DOCUMENT EXTRACT ▸
══════════

There is another way...

Publish your models on Kubernetes. Kubernetes is quickly becoming the cloud standard. Once you know how to deploy your model on kubernetes you can do it anywhere (Google cloud or AWS)

How to deploy models to production using Kubernetes

You’ll never believe how simple deploying models can be. All you need is to wrap your code a little bit. Soon you’ll be able to build and control your machine learning models from research to production. Here’s how:

Layer 1- your predict code

Since you have already trained your model, it means you already have predict code. The predict code takes a single sample, fits the model with the sample and returns a prediction.

Below you’ll see a sample code that takes a sentence as an input, and returns a number that represents the sentence sentiment as predicted by the model. In this example, an IMDB dataset was used to train a model to predict the sentiment of a sentence.

══════════

DATA RECORDS ▸
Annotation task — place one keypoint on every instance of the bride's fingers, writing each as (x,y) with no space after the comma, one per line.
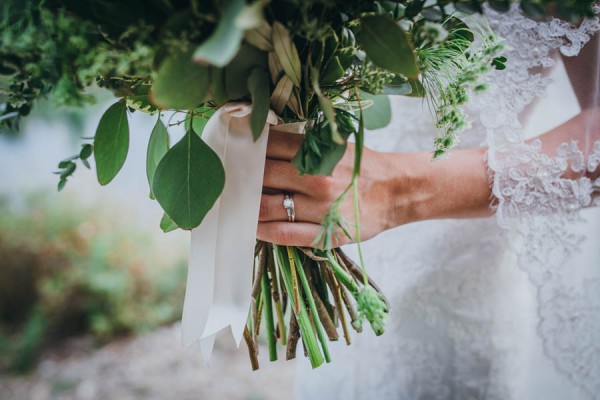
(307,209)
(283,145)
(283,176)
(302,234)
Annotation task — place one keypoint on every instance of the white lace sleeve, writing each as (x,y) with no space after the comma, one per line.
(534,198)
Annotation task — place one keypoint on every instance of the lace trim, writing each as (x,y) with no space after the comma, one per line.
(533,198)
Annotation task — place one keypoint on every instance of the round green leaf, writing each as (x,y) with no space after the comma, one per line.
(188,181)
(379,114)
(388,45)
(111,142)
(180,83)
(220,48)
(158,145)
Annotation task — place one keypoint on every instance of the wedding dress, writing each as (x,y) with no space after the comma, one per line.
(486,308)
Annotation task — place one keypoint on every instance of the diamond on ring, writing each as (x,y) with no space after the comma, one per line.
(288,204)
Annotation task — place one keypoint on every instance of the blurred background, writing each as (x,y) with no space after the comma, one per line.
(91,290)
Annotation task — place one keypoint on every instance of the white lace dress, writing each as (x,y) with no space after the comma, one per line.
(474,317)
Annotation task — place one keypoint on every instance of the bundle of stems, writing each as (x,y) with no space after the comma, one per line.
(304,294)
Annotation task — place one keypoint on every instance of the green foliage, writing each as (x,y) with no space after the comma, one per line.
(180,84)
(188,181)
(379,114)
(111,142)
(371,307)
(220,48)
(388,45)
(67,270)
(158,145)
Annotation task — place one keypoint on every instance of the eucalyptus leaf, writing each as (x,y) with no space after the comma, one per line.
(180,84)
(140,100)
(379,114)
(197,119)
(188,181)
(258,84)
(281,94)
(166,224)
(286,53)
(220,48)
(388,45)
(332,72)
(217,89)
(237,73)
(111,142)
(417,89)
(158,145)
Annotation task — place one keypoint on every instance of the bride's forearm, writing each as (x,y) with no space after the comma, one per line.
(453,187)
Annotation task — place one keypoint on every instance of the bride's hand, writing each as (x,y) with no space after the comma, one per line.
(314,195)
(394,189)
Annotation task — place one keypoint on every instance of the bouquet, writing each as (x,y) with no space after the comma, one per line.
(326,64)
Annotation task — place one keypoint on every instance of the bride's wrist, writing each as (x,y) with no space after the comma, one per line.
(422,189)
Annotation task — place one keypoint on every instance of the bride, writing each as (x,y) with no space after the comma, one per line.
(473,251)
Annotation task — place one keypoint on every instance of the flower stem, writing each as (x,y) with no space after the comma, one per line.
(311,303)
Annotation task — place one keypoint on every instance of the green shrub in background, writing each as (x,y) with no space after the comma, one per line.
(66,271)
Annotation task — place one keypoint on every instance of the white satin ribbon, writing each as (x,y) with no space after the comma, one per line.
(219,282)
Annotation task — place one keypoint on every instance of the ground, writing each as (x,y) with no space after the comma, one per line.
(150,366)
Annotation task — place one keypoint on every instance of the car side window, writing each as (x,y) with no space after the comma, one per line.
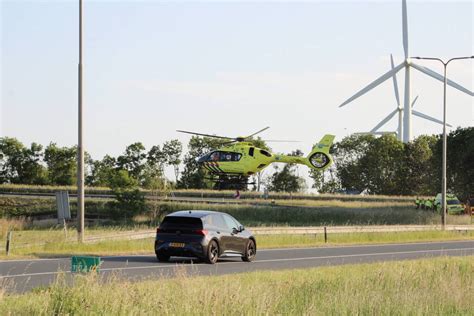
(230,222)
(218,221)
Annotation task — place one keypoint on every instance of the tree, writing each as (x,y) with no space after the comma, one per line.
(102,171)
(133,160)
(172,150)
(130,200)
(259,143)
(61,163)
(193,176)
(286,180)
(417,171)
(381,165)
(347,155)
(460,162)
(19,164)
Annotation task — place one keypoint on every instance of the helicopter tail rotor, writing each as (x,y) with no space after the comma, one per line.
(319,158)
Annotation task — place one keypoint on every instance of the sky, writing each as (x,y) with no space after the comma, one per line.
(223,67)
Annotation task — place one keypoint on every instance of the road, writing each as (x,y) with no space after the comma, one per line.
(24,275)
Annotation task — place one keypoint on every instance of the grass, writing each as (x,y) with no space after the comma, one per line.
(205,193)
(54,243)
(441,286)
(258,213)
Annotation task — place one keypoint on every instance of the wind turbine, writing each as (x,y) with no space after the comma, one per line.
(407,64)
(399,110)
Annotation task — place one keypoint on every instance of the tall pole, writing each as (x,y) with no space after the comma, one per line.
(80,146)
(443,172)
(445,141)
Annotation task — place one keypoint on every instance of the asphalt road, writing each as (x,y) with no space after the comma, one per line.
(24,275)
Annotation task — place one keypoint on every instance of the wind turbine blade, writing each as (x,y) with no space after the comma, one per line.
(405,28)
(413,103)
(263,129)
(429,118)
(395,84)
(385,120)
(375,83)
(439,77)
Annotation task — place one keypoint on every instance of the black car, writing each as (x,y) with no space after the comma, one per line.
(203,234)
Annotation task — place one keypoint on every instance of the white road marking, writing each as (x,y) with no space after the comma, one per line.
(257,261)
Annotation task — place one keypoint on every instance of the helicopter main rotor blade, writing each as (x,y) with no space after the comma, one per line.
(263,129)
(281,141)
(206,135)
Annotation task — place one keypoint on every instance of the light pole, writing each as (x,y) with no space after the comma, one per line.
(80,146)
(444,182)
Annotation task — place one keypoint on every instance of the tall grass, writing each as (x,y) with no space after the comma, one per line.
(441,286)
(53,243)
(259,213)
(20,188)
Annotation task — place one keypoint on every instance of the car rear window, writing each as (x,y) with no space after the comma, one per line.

══════════

DO THIS ▸
Continue the guide on deploying machine learning models with Kubernetes, beginning after its final sentence. The records play no part in what follows.

THE RESULT ▸
import keras
model = keras.models.load_model("./sentiment2.model.h5")

def predict(sentence):
    encoded = encode_sentence(sentence)
    pred = np.array([encoded])
    pred = vectorize_sequences(pred)
    a = model.predict(pred)
    return a[0][0]

def vectorize_sequences(sequences, dimension=10000):
    results = np.zeros((len(sequences), dimension))
    for i, sequence in enumerate(sequences):
        results[i, sequence] = 1.
    return results

*Tip
To make deploying even easier, make sure to track all of your code dependencies in a requirements file.

Layer 2- flask server

After we have a working example of the predict code, we need to start speaking HTTP instead of Python.

The way to achieve this is to spawn a flask server that will accept the input as arguments to its requests, and return the model’s prediction in its responses.

from flask import Flask, request, jsonify
import predict

app = Flask(__name__)

@app.route('/predict', methods=['POST'])
def run():
    data = request.get_json(force=True)
    input_params = data['input']
    result =  predict.predict(input_params)
    return jsonify({'prediction': result})

if __name__ == '__main__':
    app.run(host='0.0.0.0', port=8080)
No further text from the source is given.